- Problem to work on
Retype each entry exactly.

- Data provided
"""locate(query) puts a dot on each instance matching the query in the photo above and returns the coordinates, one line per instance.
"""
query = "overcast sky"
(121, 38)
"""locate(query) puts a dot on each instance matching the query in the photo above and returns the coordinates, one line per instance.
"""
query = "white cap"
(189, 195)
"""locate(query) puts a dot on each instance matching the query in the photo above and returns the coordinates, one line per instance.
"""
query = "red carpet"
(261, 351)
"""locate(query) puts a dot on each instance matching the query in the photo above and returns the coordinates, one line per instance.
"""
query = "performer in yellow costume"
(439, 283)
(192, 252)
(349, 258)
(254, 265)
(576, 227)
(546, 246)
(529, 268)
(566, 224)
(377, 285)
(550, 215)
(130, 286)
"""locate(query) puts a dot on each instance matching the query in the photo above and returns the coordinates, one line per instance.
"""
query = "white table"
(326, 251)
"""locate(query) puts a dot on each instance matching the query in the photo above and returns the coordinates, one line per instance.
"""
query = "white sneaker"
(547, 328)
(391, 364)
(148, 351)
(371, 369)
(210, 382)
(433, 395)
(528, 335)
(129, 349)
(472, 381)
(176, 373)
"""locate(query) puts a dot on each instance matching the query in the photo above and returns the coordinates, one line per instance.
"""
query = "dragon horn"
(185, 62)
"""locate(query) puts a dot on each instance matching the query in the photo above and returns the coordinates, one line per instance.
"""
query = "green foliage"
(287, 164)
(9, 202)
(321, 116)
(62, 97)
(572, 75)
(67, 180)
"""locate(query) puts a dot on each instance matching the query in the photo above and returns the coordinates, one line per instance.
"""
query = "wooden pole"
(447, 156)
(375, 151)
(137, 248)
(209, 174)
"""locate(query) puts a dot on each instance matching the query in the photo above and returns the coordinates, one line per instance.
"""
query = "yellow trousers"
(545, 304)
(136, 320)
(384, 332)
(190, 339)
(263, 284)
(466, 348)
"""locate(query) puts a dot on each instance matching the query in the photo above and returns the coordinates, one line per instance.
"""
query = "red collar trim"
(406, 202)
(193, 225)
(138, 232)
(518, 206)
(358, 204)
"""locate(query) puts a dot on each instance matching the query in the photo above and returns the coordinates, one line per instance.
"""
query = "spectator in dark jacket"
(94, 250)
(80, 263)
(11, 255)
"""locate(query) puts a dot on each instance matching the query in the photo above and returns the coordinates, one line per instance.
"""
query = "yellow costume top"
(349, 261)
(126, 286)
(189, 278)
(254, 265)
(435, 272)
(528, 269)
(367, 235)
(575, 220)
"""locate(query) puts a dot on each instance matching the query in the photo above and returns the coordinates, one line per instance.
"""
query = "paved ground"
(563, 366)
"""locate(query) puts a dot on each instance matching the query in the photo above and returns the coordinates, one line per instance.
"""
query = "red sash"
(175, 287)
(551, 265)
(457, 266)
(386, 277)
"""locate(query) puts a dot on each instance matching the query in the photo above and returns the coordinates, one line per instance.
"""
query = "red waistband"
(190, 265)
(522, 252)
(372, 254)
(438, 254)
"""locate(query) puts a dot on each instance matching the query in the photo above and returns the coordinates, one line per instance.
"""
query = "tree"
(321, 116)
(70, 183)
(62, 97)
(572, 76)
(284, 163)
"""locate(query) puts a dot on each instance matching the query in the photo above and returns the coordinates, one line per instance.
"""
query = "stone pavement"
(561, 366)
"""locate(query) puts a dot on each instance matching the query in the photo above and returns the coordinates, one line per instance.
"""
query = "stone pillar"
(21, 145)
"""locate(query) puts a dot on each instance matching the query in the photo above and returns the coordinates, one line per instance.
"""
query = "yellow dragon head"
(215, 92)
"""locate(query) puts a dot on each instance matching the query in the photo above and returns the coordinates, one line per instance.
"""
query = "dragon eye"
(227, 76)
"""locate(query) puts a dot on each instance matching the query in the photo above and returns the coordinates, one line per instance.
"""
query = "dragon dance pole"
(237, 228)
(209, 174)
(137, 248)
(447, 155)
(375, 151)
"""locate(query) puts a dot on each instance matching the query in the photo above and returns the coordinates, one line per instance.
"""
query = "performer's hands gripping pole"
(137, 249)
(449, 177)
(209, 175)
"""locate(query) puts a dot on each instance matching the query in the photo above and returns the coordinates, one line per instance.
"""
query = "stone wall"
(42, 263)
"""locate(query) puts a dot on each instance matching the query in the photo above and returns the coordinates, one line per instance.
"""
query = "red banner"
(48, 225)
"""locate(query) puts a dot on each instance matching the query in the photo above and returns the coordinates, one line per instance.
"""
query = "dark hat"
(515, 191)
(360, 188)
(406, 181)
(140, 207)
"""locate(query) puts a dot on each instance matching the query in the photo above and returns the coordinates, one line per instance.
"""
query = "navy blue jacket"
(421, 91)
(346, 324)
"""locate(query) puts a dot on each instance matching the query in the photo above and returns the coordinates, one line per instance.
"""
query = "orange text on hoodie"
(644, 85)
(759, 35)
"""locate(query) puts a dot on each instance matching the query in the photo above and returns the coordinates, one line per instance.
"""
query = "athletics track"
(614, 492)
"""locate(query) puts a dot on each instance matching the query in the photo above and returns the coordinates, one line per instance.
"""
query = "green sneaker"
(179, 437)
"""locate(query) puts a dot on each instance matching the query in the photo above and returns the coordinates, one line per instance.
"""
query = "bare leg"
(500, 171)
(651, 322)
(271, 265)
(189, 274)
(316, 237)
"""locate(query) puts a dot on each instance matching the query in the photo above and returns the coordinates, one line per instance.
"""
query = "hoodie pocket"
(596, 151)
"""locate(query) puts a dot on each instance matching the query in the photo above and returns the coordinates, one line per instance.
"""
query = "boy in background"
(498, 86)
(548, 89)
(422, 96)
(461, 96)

- Task answer
"""locate(query) puts a dot on each instance matching the query in the photo above and returns the coordinates, one line per instance.
"""
query = "overcast sky"
(121, 38)
"""locate(query) puts a dot on each instance matching the query in the photo above and returns the coordinates, one line per instance.
"""
query = "white cap"
(189, 195)
"""locate(query) puts a dot on each instance matching the query in the photo above and returns the coordinates, one line per instance.
"""
query = "red carpet"
(261, 351)
"""locate(query) puts a dot on each instance matching the query in the photo above and returns the coordinates, one line per instance.
"""
query = "performer in yellow costume"
(439, 283)
(192, 252)
(349, 258)
(254, 265)
(576, 227)
(546, 246)
(529, 268)
(566, 224)
(377, 285)
(550, 215)
(130, 286)
"""locate(query) puts a dot on each instance matching the query in the photo above and returns the coordinates, one line per instance.
"""
query = "white table"
(326, 251)
"""locate(query) puts a dot on each instance matching the query in the photo above and returns the coordinates, one line per instance.
"""
query = "white sneaker"
(547, 328)
(391, 364)
(148, 351)
(371, 369)
(210, 382)
(433, 395)
(528, 335)
(129, 349)
(472, 381)
(176, 373)
"""locate(query) puts a dot on each instance matching the query in the photo above and returns the coordinates, one line per instance.
"""
query = "dragon horn"
(185, 62)
"""locate(query) puts a dot on each instance matching the query in the photo above and returns the coordinates, one line per instance.
"""
query = "green foliage"
(287, 164)
(9, 202)
(321, 116)
(62, 97)
(572, 75)
(67, 180)
"""locate(query) puts a dot on each instance matching the query in the photo above and returns the coordinates, one line per instance.
"""
query = "wooden pole"
(447, 156)
(375, 151)
(137, 248)
(209, 174)
"""locate(query) puts a dot on each instance matching the query in the photo above and returns the coordinates, one line per instance.
"""
query = "yellow trousers"
(545, 304)
(136, 320)
(384, 332)
(190, 339)
(263, 284)
(466, 348)
"""locate(query) puts a dot on each instance matching the query in the photo above and returns the coordinates, one line per instance.
"""
query = "red collar trim"
(406, 202)
(193, 225)
(138, 232)
(518, 206)
(358, 204)
"""locate(query) puts a dot on each instance matching the query in the photo above and returns the coordinates, one line per instance.
"""
query = "spectator in dark jacket"
(94, 250)
(80, 263)
(11, 255)
"""locate(query) puts a dot on each instance matching the query in the photo above and returns the coordinates, one line per instance.
"""
query = "yellow costume top"
(349, 261)
(126, 286)
(189, 278)
(254, 265)
(435, 272)
(528, 269)
(367, 235)
(575, 220)
"""locate(query) puts a dot on each instance matching the query in the photo above and returns the coordinates, one line per instance.
"""
query = "paved ground"
(563, 366)
"""locate(query) puts a dot on each instance matching the query in the photo above and returns the coordinates, one line per instance.
"""
query = "red sash"
(175, 287)
(551, 265)
(457, 266)
(386, 277)
"""locate(query) puts a dot on each instance matching the query in the photo above and returns the coordinates, one line per instance.
"""
query = "red waistband"
(190, 265)
(522, 252)
(372, 254)
(438, 254)
"""locate(query) puts a dot on each instance matching the query in the photo above and returns the coordinates, one line per instance.
"""
query = "tree"
(321, 116)
(70, 183)
(62, 97)
(572, 76)
(284, 163)
"""locate(query) puts a dot on each instance matching the query in the photo above and returns the coordinates, one line per instance.
"""
query = "stone pavement"
(561, 366)
"""locate(query) puts a dot on each instance matching the query in the photo above and returns the coordinates, one line per instance.
"""
query = "stone pillar"
(21, 145)
"""locate(query) puts a dot on each instance matching the query in the photo above and returns the coordinates, one line per instance.
"""
query = "yellow dragon head"
(215, 92)
"""locate(query) puts a dot on each instance matching the query in the photo above and returns the coordinates, one line per instance.
"""
query = "dragon eye"
(227, 76)
"""locate(query) puts a dot on each instance matching the query in the photo above and returns the coordinates, one line per instance.
"""
query = "dragon dance pole"
(237, 228)
(209, 174)
(137, 248)
(447, 155)
(375, 151)
"""locate(query) puts a dot on each instance matching the query in the photo above and returns the coordinates, one line per instance.
"""
query = "performer's hands gripping pole"
(137, 249)
(449, 177)
(209, 175)
"""locate(query) puts a dot on each instance matching the query in the photo above and returns the coordinates, one line per instance.
"""
query = "stone wall"
(42, 263)
"""locate(query) puts a dot on each instance matching the query in the photo above and returns the coordinates, one line per instance.
"""
query = "red banner"
(48, 225)
"""locate(query) puts a dot on each instance matching the query in the photo above and returns the coordinates, one line per instance.
"""
query = "dark hat"
(515, 191)
(360, 188)
(406, 181)
(140, 207)
"""locate(query) puts a dot on each instance matching the query in the photo above and returns the coordinates, one line per instance.
"""
query = "navy blue jacket"
(421, 91)
(346, 324)
"""locate(query) puts a dot on each instance matching the query in the photo above and returns the coordinates, one line per instance.
"""
query = "orange text on hoodie"
(644, 85)
(759, 35)
"""locate(query) puts a dot on each instance matching the query in the photo above and returns the coordinates, one line per instance.
"""
query = "athletics track"
(614, 492)
"""locate(query) puts a dot on each instance matching the query in the photo above and returns the coordinates, one line per instance.
"""
query = "green sneaker"
(179, 437)
"""locate(query) puts a dot on each instance matching the query in the photo above and returns the coordinates, one line per instance.
"""
query = "bare leg"
(500, 171)
(651, 322)
(271, 265)
(189, 274)
(316, 237)
"""locate(query) puts a dot on each instance matching the query in the photo above and returns the coordinates, one line per instance.
"""
query = "hoodie pocket"
(596, 151)
"""locate(query) puts a dot on each instance matching the query in the photo above and returns the coordinates, one line per instance.
"""
query = "boy in background"
(498, 86)
(548, 89)
(422, 96)
(461, 96)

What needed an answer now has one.